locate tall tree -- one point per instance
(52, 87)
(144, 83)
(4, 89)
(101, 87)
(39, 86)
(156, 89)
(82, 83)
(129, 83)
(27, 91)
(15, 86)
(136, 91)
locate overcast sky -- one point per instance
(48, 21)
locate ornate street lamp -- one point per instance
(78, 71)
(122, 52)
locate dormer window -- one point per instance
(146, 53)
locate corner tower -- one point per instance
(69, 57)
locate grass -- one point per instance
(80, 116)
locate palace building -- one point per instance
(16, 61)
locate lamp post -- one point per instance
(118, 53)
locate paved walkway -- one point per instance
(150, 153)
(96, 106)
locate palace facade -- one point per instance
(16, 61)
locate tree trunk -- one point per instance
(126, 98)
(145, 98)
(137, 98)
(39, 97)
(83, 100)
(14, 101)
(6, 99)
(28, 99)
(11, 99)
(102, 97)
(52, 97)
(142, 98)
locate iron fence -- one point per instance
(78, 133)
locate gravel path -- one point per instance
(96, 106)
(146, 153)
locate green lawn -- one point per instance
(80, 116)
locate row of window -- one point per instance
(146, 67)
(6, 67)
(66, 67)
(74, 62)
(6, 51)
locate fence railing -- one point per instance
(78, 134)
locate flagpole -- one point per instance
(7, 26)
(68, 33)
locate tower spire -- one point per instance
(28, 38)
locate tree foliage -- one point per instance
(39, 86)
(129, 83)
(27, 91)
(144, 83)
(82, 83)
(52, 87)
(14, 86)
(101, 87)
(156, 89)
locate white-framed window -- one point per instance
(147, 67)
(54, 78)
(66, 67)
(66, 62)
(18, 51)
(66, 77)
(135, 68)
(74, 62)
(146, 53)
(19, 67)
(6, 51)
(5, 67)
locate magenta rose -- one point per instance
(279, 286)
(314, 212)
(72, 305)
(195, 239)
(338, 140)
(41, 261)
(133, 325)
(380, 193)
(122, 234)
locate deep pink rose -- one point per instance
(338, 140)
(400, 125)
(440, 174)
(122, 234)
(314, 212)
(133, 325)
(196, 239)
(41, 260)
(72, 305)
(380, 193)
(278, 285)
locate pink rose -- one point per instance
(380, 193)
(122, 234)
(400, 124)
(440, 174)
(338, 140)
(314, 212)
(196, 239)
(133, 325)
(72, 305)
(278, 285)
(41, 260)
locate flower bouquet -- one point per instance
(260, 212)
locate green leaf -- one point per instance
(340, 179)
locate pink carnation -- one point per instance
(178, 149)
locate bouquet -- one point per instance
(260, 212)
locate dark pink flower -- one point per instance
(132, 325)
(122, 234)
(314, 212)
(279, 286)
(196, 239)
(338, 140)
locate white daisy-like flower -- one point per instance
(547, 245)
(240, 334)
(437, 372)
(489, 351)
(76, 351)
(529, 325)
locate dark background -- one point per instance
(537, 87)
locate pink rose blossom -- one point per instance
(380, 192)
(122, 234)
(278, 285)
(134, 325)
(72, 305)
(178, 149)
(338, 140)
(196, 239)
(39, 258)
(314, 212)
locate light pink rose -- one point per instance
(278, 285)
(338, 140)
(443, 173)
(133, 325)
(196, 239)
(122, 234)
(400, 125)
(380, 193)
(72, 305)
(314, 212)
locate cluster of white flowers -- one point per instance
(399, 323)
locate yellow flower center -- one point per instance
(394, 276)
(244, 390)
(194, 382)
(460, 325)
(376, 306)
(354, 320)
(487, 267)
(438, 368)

The problem:
Recast the lines above, from the line containing "locate tree foliage -- one point per instance" through the end of the lines, as a JSON list of strings with one string per line and blank lines left out. Include both the first and last lines of that stretch.

Task solution:
[
  "locate tree foliage -- one point per instance",
  "(39, 86)",
  "(129, 83)",
  "(27, 91)",
  "(144, 83)",
  "(82, 83)",
  "(52, 87)",
  "(14, 86)",
  "(101, 87)",
  "(156, 89)",
  "locate white-framed window -- one point per instance",
  "(147, 67)",
  "(54, 78)",
  "(66, 67)",
  "(66, 62)",
  "(18, 51)",
  "(66, 77)",
  "(135, 68)",
  "(74, 62)",
  "(146, 53)",
  "(19, 67)",
  "(6, 51)",
  "(5, 67)",
  "locate magenta rose -- one point per instance",
  "(279, 286)",
  "(314, 212)",
  "(72, 305)",
  "(195, 239)",
  "(338, 140)",
  "(41, 261)",
  "(133, 325)",
  "(380, 193)",
  "(122, 234)",
  "locate deep pink rose -- one point per instance",
  "(338, 140)",
  "(400, 125)",
  "(440, 174)",
  "(122, 234)",
  "(314, 212)",
  "(133, 325)",
  "(196, 239)",
  "(41, 260)",
  "(72, 305)",
  "(380, 193)",
  "(278, 285)",
  "locate pink rose -- one point per instance",
  "(380, 193)",
  "(122, 234)",
  "(400, 124)",
  "(440, 174)",
  "(338, 140)",
  "(314, 212)",
  "(196, 239)",
  "(133, 325)",
  "(72, 305)",
  "(278, 285)",
  "(41, 260)",
  "locate flower bouquet -- one point per instance",
  "(260, 212)",
  "locate green leaf -- one point per instance",
  "(340, 179)",
  "locate pink carnation -- one point per instance",
  "(178, 149)",
  "locate bouquet -- one point per instance",
  "(260, 212)",
  "locate dark pink flower -- one point per instance",
  "(132, 325)",
  "(122, 234)",
  "(314, 212)",
  "(279, 286)",
  "(196, 239)",
  "(338, 140)",
  "locate white daisy-like flower -- one point per instance",
  "(547, 245)",
  "(240, 334)",
  "(437, 372)",
  "(489, 351)",
  "(76, 351)",
  "(529, 325)",
  "locate dark background -- one point per instance",
  "(537, 87)",
  "locate pink rose blossom -- one point per instance",
  "(380, 192)",
  "(122, 234)",
  "(278, 285)",
  "(134, 325)",
  "(72, 305)",
  "(178, 149)",
  "(338, 140)",
  "(196, 239)",
  "(39, 258)",
  "(314, 212)",
  "locate light pink rose -- one point per instance",
  "(278, 285)",
  "(338, 140)",
  "(443, 173)",
  "(133, 325)",
  "(196, 239)",
  "(122, 234)",
  "(400, 125)",
  "(380, 193)",
  "(72, 305)",
  "(314, 212)",
  "locate cluster of white flowers -- one point per instance",
  "(399, 323)",
  "locate yellow flower center -- one point per instance",
  "(394, 276)",
  "(244, 390)",
  "(194, 382)",
  "(460, 325)",
  "(376, 306)",
  "(354, 320)",
  "(487, 267)",
  "(438, 368)"
]